** Start of PROVIDED PASSAGE **
XInt library primality test
Hi The recently reviewed (and rejected) XInt library includes prime number functionality. To evaluate primality it uses Miller-Rabin test iterating 5 times. For "small" primes this is way insufficient, while for "large" primes it is more than needed. This last case have an important speed impact for numbers with more than 1024 bits . In its current state the library cannot correctly evaluate primality for numbers with less than 400 bits. You may consult "Damgaard, Landrock, Pomerance: Average case error estimates for the strong probable prime test. Math. Comp. 61 (1993)". Additionally, it seems that efficiency may be gained using boost/math/special_functions/prime.hpp instead of calculating the first 2000 primes. If there will be any further work on this library I'm willing to provide patches and tests. Thank you. Best regards Jorge
On Thu, 22 Sep 2011 12:46:22 +0000 Jorge Lodos Vigil <lodos@segurmatica.cu> wrote:
The recently reviewed (and rejected) XInt library includes prime number functionality. To evaluate primality it uses Miller-Rabin test iterating 5 times. For "small" primes this is way insufficient, while for "large" primes it is more than needed. This last case have an important speed impact for numbers with more than 1024 bits .
** End of PROVIDED PASSAGE **
CHALLENGE 1:
Convert the lines of the records into a Markdown table with columns n and Line, starting at the line that contains "Where can the large" and ending at the last line of the records, both included. Leave out blank lines.
The records are unrelated to the XInt primality thread.
** Start of DATA SUPPLIED **
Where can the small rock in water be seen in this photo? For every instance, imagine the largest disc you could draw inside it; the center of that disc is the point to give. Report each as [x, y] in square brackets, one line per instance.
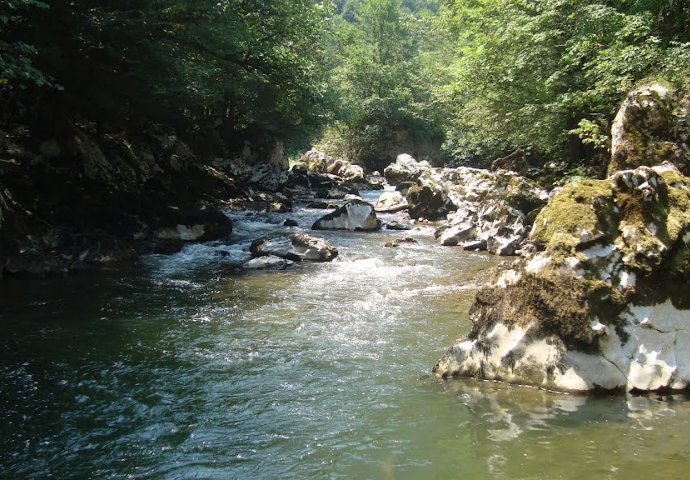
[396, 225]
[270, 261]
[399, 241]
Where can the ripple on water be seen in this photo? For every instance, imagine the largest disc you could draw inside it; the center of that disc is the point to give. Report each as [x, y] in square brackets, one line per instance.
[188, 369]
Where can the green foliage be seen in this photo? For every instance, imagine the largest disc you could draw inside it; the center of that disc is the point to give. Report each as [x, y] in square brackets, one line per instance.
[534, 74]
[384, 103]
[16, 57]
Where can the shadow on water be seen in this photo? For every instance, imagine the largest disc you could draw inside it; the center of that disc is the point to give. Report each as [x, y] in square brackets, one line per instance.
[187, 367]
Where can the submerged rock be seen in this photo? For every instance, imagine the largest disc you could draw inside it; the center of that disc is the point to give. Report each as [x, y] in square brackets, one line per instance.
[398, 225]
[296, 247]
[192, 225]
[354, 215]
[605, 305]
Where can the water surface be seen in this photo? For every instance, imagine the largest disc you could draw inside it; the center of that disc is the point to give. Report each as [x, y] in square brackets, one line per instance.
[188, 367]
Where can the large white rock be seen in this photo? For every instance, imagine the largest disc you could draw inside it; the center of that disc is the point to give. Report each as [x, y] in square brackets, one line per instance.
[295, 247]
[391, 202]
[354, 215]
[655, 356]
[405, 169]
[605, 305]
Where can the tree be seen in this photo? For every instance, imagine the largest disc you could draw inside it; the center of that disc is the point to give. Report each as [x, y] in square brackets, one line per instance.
** End of DATA SUPPLIED **
CHALLENGE 2:
Reproduce the XInt primality thread word for word.

FULL RESPONSE 1:
| n | Line |
|---|---|
| 1 | Where can the large white rock be seen in this photo? For every instance, imagine the largest disc you could draw inside it; the center of that disc is the point to give. Report each as [x, y] in square brackets, one line per instance. |
| 2 | [295, 247] |
| 3 | [391, 202] |
| 4 | [354, 215] |
| 5 | [655, 356] |
| 6 | [405, 169] |
| 7 | [605, 305] |
| 8 | Where can the tree be seen in this photo? For every instance, imagine the largest disc you could draw inside it; the center of that disc is the point to give. Report each as [x, y] in square brackets, one line per instance. |

FULL RESPONSE 2:
XInt library primality test
Hi The recently reviewed (and rejected) XInt library includes prime number functionality. To evaluate primality it uses Miller-Rabin test iterating 5 times. For "small" primes this is way insufficient, while for "large" primes it is more than needed. This last case have an important speed impact for numbers with more than 1024 bits . In its current state the library cannot correctly evaluate primality for numbers with less than 400 bits. You may consult "Damgaard, Landrock, Pomerance: Average case error estimates for the strong probable prime test. Math. Comp. 61 (1993)". Additionally, it seems that efficiency may be gained using boost/math/special_functions/prime.hpp instead of calculating the first 2000 primes. If there will be any further work on this library I'm willing to provide patches and tests. Thank you. Best regards Jorge
On Thu, 22 Sep 2011 12:46:22 +0000 Jorge Lodos Vigil <lodos@segurmatica.cu> wrote:
The recently reviewed (and rejected) XInt library includes prime number functionality. To evaluate primality it uses Miller-Rabin test iterating 5 times. For "small" primes this is way insufficient, while for "large" primes it is more than needed. This last case have an important speed impact for numbers with more than 1024 bits .